=== SHORT EXERCISE ===
Copy out, unchanged, the lines of the items below, from the line containing "Box each fence" through the line containing "96;91;114;110", both included. Leave the pictures out of your copy.

=== DATA TO USE ===
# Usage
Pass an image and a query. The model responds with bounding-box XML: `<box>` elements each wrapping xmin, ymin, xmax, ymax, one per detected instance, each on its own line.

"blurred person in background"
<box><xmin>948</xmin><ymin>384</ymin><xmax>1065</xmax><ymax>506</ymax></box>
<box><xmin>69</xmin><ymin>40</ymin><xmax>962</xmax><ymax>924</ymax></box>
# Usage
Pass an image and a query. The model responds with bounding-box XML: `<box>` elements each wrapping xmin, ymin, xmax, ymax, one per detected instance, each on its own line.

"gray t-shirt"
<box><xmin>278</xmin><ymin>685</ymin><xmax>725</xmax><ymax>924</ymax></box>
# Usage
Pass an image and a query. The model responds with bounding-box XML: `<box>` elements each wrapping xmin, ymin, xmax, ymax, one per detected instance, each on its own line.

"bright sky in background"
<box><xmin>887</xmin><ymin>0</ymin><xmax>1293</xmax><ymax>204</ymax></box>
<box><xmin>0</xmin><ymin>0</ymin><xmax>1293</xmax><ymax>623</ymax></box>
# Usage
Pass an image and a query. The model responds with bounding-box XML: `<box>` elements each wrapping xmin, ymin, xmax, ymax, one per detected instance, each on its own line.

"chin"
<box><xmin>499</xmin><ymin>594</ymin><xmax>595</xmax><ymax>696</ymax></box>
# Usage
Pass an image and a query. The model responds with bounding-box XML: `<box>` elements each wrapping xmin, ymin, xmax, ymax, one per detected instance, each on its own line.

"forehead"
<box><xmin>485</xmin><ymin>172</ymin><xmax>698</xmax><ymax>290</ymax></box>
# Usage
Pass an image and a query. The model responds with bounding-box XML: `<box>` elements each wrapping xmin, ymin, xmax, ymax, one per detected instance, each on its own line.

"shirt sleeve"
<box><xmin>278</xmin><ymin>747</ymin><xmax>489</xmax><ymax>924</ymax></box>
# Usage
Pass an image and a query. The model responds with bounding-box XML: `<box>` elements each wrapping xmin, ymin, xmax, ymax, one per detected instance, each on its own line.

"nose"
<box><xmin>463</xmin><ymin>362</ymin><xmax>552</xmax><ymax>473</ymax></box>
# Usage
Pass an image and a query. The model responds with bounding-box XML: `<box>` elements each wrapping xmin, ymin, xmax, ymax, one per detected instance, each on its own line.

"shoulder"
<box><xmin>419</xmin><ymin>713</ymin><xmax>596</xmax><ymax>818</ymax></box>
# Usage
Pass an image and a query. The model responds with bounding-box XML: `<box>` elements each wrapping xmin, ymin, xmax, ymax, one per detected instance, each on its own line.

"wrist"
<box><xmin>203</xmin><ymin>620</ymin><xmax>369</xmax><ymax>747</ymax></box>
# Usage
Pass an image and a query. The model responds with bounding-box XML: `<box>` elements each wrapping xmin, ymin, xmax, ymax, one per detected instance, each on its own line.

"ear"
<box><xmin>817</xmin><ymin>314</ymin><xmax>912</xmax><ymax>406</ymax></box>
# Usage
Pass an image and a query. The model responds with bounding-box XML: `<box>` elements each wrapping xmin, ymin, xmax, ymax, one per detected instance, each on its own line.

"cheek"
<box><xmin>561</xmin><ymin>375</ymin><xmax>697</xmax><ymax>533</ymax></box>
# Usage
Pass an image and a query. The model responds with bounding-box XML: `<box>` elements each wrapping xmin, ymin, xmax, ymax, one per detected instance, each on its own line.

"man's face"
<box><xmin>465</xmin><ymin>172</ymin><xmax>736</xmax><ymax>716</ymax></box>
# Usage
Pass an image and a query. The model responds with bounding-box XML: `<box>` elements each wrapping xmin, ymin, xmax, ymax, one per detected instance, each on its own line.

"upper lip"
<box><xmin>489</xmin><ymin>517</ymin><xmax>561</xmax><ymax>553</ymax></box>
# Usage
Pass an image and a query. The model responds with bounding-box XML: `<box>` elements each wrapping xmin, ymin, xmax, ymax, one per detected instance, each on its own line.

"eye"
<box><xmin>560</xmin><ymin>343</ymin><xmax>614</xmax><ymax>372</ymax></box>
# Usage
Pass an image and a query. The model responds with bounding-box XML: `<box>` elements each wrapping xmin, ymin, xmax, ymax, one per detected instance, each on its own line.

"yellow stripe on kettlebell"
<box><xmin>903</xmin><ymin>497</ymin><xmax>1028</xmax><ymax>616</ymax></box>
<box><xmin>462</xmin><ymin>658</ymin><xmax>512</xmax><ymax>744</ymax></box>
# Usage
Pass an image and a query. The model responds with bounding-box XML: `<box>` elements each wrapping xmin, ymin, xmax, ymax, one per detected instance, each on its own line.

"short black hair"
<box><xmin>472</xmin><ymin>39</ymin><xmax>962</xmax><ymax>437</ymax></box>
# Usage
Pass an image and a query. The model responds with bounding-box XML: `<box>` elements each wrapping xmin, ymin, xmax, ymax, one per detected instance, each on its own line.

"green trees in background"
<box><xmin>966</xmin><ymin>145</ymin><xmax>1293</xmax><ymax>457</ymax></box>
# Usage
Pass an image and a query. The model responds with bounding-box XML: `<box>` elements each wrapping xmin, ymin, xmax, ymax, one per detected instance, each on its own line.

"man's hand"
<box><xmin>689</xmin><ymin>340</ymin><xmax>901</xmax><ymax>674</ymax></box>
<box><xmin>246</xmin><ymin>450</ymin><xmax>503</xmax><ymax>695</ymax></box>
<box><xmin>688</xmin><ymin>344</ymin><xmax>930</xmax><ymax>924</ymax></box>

---

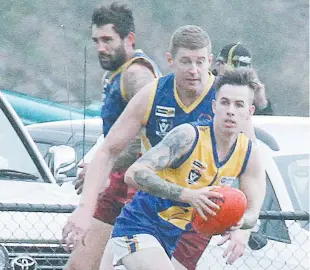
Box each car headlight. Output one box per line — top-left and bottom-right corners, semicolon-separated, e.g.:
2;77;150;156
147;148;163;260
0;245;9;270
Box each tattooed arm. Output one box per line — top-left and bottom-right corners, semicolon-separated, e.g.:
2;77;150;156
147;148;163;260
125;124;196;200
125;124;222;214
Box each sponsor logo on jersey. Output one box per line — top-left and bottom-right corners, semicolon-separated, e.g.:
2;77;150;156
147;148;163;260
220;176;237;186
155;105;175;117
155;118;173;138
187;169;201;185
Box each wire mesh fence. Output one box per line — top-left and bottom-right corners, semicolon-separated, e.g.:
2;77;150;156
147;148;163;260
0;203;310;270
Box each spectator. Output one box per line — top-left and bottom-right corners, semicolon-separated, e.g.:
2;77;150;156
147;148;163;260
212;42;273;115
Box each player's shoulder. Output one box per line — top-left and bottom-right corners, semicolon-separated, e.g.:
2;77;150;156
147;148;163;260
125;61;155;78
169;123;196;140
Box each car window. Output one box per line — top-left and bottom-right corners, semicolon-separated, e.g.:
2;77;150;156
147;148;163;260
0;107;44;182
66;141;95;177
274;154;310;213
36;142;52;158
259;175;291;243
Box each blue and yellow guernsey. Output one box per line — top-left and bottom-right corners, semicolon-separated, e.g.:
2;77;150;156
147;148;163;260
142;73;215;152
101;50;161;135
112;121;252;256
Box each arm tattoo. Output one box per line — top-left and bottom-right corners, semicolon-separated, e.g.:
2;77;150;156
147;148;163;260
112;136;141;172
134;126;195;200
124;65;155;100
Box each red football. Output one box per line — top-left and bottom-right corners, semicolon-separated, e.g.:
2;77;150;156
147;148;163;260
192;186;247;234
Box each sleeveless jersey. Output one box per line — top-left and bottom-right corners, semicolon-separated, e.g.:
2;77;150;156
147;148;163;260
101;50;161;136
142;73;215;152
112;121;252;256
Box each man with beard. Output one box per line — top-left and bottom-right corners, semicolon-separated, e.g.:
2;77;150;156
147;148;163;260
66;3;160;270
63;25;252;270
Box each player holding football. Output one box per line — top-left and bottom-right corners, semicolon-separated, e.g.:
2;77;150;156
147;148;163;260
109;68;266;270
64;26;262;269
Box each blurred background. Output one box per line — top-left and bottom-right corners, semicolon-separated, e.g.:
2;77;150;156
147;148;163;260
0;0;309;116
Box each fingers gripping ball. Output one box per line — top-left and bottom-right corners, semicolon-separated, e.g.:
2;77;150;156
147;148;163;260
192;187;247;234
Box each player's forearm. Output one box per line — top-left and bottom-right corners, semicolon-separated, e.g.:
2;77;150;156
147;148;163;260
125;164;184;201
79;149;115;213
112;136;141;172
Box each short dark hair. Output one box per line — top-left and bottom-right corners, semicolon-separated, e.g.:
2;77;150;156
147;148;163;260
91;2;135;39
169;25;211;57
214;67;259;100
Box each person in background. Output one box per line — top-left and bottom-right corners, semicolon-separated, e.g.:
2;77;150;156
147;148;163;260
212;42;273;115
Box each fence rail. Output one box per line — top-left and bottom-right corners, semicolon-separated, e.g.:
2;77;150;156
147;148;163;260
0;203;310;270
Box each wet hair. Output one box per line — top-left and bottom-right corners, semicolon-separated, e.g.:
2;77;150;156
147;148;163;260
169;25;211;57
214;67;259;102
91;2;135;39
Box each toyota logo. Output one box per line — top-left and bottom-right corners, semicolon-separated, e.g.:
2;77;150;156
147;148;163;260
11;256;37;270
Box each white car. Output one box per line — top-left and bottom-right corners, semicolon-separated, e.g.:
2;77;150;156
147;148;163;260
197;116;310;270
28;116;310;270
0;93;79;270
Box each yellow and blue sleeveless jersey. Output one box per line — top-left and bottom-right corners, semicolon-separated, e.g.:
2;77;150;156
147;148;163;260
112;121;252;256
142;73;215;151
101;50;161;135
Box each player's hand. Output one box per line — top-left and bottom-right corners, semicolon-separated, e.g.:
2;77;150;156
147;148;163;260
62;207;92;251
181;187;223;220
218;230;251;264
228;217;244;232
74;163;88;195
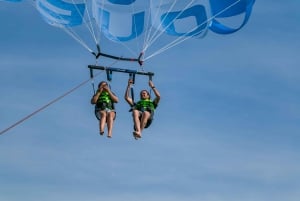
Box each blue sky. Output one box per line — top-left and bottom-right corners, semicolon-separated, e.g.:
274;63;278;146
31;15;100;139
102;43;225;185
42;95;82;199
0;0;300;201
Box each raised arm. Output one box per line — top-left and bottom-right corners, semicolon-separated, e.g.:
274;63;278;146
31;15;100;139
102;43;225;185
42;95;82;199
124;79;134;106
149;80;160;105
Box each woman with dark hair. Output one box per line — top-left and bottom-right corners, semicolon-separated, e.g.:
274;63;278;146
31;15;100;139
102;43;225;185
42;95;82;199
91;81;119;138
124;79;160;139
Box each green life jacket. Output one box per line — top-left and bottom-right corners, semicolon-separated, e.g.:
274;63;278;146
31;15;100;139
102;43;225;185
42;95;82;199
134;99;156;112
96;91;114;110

* * *

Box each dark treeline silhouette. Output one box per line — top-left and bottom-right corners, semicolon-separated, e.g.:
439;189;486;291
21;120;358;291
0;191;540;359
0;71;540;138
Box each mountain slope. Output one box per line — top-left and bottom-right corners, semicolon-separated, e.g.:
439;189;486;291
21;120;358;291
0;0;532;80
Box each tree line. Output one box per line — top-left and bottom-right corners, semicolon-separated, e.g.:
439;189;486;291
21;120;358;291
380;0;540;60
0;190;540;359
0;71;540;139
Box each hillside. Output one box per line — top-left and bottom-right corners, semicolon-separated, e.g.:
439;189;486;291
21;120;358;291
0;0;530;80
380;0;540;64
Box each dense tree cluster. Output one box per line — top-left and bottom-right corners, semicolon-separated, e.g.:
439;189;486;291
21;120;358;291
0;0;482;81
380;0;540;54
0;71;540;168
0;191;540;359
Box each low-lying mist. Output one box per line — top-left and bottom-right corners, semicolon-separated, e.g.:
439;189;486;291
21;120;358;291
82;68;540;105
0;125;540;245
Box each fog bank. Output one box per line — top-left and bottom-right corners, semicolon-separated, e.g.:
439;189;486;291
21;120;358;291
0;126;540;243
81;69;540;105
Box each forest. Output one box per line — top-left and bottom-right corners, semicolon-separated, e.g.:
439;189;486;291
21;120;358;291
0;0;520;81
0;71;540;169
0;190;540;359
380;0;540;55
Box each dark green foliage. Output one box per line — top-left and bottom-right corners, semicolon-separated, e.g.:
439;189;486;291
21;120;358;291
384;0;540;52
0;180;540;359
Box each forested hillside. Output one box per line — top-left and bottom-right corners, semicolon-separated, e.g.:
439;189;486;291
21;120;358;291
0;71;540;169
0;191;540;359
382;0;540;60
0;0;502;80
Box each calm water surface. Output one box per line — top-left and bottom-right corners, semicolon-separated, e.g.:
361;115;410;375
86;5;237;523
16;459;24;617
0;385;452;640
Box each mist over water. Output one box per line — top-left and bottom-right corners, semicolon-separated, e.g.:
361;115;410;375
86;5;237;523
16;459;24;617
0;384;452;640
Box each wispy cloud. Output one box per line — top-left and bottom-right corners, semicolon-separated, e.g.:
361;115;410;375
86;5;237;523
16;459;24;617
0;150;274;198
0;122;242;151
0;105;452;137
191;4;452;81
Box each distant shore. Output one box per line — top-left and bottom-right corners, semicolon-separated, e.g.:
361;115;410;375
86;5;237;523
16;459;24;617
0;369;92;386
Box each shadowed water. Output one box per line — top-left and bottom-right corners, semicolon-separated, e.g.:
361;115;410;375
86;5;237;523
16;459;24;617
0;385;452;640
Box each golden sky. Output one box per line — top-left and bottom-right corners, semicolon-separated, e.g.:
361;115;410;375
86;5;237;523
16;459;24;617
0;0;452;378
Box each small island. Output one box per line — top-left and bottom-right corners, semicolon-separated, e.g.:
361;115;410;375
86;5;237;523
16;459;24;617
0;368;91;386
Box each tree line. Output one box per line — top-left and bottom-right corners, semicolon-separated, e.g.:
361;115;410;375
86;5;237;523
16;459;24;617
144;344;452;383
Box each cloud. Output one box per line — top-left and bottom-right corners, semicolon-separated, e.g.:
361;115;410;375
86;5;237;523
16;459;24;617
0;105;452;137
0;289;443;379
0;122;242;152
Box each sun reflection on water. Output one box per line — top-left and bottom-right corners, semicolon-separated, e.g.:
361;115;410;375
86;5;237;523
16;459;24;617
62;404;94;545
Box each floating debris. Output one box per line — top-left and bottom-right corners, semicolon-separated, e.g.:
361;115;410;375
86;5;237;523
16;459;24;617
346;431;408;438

=== RESULT ===
Box each fence rail. Output one box per line — top-left and bottom-right corners, semicolon-separated, e.g.:
2;77;150;156
147;148;163;260
0;203;310;270
Box each wet hair. Output one box per line — top-left and bottom-right corners, semicolon-separated, e.g.:
2;77;150;156
147;148;163;260
169;25;211;57
214;67;259;102
91;2;135;39
Box each toyota logo. Output one box per line — top-left and bottom-right corners, semicolon-separated, e.g.:
2;77;150;156
147;148;163;260
11;256;37;270
Box each white car. Output one box per line — top-left and bottom-right corners, semicolon-separated, e.g.:
2;77;150;156
147;148;163;260
197;116;310;270
28;116;310;270
0;93;79;270
Box each yellow and blue sleeveless jersey. Output one box per line — top-left and bottom-right corners, semicolon-separated, e.g.:
2;77;150;156
147;148;163;260
112;121;252;256
142;73;215;151
101;50;161;135
Box each player's hand. Output one box per line — top-left and bottom-right corners, semicolon-separated, e.g.:
2;77;150;156
147;148;163;260
62;207;92;251
181;187;223;220
218;230;251;264
228;217;244;232
74;163;88;195
Box each blue sky. Output one box per line — top-left and bottom-right corners, semicolon-separated, e.g.:
274;63;278;146
31;15;100;139
102;43;225;185
42;95;82;199
0;0;300;201
Box each raised arm. Output one box per line — top-left and bottom-right corners, semicolon-separated, e.g.:
274;63;278;146
31;15;100;139
102;43;225;185
42;95;82;199
124;79;134;106
149;80;160;105
Box each woman with dark hair. Output one box per line — top-left and bottom-right corners, semicolon-separated, e.g.:
274;63;278;146
31;15;100;139
102;43;225;185
42;95;82;199
91;81;119;138
124;79;160;139
Box each green life jacket. Output one box per line — top-left and bottom-right corners, semicolon-separated, e.g.:
274;63;278;146
31;15;100;139
102;43;225;185
42;95;82;199
134;99;156;112
96;91;114;110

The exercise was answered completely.